* **Exercise set**:
A. From the Anambra election article, write out the passage starting with "CLEEN Foundation also" and going on through "Tuesday in Abuja.".
B. In the Anambra election article, which local government areas does the CLEEN Foundation report name as high-risk areas to monitor during the poll?

* **Page extract**:
···
A report by a civil society organisation, CLEEN Foundation, revealed that the proliferation of small arms and light weapons could mar the November governorship election in Anambra State if urgent steps were not taken to mitigate the challenges.
CLEEN Foundation also identified the violent activities of non-state armed groups, such as IPOB/ESN, politically sponsored cult groups and thugs, the rise of state-sponsored armed vigilantes, as well as misinformation campaigns as other plausible factors.
The report identified Ihiala, Ogbaru, Nnewi South, Orumba North, and Onitsha North as high-risk local government areas to monitor during the poll
CLEEN Foundation made the disclosure while officially unveiling the 2025 Anambra Governorship Election Security Threat Assessment (ESTA) on Tuesday in Abuja.
Presenting the report to the public, Director of Programmes at CLEEN Foundation, Dr Salaudeen Hashim, stated that Anambra East, Oyi, NnewiNorth, and Awka North were also mapped as emerging flashpoints.
···
(Collected data)
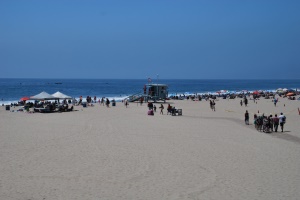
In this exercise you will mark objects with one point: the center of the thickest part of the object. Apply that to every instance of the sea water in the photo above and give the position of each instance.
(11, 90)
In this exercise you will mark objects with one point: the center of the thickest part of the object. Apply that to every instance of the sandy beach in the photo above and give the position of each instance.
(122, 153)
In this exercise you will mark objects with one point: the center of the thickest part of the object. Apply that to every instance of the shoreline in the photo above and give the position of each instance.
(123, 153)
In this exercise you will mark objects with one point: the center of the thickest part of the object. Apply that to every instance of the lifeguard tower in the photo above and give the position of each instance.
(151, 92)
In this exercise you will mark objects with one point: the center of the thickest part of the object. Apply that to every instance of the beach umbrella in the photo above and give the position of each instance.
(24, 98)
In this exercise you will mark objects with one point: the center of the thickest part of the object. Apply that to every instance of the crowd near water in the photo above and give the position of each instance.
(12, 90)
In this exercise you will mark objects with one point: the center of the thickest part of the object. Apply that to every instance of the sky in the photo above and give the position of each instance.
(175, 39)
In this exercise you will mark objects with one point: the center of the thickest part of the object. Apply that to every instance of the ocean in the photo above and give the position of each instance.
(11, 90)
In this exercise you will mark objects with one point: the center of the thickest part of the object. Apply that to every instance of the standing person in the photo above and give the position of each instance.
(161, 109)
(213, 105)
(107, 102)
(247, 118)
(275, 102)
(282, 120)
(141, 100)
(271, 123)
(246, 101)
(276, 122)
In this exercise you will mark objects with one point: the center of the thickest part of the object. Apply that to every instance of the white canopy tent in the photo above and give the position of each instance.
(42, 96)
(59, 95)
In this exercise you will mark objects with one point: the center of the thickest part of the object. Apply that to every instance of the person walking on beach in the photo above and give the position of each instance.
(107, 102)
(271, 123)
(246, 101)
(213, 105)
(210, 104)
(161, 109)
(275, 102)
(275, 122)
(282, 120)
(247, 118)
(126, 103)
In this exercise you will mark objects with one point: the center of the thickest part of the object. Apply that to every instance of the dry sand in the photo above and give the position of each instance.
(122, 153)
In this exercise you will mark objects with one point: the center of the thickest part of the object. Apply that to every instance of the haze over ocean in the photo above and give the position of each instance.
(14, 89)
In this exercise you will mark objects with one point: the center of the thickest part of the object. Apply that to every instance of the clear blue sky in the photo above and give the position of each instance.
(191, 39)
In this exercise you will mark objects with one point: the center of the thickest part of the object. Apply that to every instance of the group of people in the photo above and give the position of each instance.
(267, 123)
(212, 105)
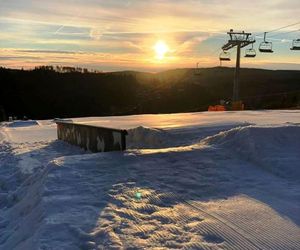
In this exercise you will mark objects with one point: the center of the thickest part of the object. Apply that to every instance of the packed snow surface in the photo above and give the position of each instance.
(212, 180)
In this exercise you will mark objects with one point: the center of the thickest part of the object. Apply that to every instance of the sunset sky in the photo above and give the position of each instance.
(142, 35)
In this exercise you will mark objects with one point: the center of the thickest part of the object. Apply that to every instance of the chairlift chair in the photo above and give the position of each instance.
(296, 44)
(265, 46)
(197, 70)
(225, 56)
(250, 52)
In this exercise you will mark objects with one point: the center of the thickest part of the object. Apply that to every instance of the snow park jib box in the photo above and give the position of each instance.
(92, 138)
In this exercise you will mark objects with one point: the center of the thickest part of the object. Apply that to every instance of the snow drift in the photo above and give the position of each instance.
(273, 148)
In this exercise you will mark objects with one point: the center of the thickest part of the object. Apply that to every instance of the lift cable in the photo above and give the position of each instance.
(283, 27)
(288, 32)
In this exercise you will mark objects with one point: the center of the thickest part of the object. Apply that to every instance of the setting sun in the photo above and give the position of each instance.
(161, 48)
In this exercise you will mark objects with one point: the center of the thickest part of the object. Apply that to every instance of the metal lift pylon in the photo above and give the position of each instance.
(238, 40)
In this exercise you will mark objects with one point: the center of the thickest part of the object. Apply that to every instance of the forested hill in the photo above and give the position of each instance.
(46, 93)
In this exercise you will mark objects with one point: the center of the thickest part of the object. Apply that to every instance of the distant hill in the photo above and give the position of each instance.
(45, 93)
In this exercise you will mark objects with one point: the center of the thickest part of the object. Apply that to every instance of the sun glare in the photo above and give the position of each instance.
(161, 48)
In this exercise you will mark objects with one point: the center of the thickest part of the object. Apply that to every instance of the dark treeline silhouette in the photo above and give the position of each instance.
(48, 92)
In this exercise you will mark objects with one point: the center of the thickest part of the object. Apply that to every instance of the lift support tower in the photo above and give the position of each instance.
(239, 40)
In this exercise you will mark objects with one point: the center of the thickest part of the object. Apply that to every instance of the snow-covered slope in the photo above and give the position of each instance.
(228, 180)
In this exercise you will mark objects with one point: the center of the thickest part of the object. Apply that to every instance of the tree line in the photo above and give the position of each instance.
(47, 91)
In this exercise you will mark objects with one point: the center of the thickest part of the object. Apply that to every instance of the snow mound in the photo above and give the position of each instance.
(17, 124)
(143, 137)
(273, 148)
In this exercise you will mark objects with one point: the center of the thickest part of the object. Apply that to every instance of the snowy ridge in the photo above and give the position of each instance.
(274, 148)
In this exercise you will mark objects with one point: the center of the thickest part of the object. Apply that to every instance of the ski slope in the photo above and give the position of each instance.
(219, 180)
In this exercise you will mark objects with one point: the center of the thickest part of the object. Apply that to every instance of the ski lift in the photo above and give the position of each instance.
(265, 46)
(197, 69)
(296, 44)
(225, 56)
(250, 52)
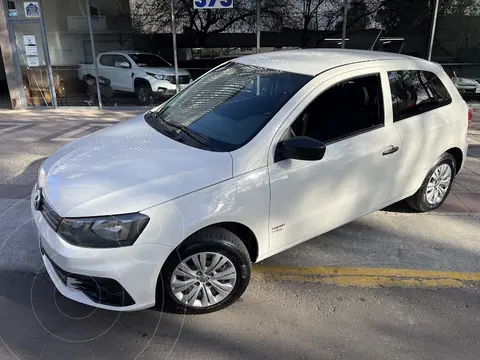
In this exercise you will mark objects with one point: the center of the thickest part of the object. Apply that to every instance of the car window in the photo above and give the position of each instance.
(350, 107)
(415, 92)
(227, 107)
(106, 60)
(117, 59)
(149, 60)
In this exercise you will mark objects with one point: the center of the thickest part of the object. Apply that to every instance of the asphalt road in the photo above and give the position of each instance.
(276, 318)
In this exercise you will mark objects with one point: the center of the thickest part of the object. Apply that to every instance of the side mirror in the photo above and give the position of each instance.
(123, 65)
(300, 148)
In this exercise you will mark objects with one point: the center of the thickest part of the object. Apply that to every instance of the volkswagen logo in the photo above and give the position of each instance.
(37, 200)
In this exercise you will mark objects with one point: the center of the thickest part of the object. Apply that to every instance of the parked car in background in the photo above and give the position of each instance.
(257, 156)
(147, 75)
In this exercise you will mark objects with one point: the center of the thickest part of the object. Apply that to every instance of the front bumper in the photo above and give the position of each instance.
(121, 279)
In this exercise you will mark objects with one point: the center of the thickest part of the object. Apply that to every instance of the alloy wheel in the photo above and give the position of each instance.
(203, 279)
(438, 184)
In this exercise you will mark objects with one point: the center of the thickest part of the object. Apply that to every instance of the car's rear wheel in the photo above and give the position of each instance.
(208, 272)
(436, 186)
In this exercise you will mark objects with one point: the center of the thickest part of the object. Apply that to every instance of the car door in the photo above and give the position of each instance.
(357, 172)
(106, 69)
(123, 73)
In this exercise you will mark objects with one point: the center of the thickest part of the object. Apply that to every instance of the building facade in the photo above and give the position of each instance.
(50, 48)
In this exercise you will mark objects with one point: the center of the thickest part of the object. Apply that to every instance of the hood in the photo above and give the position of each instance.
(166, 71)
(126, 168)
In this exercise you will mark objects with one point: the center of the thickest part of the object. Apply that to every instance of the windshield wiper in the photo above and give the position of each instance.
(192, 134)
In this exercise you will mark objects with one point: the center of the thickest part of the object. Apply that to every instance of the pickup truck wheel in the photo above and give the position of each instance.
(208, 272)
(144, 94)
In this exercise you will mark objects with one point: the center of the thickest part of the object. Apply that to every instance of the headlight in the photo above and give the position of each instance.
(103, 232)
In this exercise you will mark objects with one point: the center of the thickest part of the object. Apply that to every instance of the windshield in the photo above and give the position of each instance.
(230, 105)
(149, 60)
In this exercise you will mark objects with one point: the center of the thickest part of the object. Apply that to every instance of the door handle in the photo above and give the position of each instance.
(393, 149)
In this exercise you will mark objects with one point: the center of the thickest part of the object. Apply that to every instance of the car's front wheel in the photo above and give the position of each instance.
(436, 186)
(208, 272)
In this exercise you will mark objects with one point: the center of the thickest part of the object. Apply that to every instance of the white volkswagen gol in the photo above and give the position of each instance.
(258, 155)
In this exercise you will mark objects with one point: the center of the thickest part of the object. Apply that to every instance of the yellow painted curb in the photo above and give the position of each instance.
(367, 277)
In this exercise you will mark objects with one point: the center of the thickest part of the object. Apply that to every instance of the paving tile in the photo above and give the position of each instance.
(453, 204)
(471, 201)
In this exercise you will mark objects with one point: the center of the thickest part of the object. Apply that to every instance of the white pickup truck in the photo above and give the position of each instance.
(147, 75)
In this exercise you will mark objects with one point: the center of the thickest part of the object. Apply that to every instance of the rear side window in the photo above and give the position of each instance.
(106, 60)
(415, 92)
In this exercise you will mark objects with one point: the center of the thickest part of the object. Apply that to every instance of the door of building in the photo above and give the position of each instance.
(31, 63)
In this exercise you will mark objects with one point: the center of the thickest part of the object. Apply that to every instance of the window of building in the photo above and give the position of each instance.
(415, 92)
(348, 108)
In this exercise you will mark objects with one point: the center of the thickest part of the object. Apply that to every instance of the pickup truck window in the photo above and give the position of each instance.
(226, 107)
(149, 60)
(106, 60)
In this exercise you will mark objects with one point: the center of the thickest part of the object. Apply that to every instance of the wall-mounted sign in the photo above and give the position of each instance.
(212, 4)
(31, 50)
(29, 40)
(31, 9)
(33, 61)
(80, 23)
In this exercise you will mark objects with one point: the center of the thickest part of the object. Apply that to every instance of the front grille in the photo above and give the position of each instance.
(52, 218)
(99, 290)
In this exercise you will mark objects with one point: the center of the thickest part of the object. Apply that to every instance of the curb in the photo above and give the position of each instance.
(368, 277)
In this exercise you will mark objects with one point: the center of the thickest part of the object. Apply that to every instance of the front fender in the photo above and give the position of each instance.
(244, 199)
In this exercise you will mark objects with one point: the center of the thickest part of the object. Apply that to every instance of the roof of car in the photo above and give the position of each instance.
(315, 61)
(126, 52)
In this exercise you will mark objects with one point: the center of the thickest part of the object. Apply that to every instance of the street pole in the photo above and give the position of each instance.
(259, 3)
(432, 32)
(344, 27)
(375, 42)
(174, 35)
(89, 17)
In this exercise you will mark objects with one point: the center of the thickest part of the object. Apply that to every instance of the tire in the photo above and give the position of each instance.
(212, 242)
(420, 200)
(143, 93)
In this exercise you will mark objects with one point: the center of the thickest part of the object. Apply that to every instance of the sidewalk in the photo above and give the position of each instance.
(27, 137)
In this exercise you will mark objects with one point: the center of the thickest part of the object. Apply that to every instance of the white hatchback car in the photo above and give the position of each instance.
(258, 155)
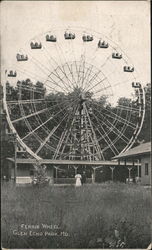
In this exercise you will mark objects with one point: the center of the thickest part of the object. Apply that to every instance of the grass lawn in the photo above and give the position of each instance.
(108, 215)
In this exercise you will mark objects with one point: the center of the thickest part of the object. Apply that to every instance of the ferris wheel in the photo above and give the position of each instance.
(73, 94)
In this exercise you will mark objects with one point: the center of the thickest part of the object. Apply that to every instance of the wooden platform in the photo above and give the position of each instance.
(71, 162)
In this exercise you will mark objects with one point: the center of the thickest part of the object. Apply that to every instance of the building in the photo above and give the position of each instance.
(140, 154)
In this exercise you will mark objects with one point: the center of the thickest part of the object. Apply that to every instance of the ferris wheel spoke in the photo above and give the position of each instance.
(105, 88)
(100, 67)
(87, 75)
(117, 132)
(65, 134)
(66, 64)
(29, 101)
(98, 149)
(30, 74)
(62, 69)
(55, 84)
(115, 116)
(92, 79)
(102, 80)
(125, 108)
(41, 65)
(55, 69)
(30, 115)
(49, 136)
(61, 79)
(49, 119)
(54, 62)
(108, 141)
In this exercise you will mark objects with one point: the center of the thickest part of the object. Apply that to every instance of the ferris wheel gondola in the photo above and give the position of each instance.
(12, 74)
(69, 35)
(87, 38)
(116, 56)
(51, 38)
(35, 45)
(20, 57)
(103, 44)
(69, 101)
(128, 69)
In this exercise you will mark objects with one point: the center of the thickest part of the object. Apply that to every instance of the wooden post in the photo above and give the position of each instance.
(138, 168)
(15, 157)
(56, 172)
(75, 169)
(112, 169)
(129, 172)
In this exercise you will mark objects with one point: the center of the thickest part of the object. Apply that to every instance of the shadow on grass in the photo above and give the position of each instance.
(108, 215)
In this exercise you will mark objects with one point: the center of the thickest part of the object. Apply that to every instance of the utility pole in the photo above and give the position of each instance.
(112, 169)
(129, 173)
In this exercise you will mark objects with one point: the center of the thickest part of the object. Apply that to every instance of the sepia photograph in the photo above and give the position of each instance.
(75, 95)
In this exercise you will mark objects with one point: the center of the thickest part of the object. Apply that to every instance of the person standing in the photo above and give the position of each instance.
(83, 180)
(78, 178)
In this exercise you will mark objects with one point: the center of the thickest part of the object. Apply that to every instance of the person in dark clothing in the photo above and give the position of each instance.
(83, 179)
···
* **The responses**:
A.
CLEEN Foundation also identified the violent activities of non-state armed groups, such as IPOB/ESN, politically sponsored cult groups and thugs, the rise of state-sponsored armed vigilantes, as well as misinformation campaigns as other plausible factors.
The report identified Ihiala, Ogbaru, Nnewi South, Orumba North, and Onitsha North as high-risk local government areas to monitor during the poll
CLEEN Foundation made the disclosure while officially unveiling the 2025 Anambra Governorship Election Security Threat Assessment (ESTA) on Tuesday in Abuja.

B. Ihiala, Ogbaru, Nnewi South, Orumba North, and Onitsha North.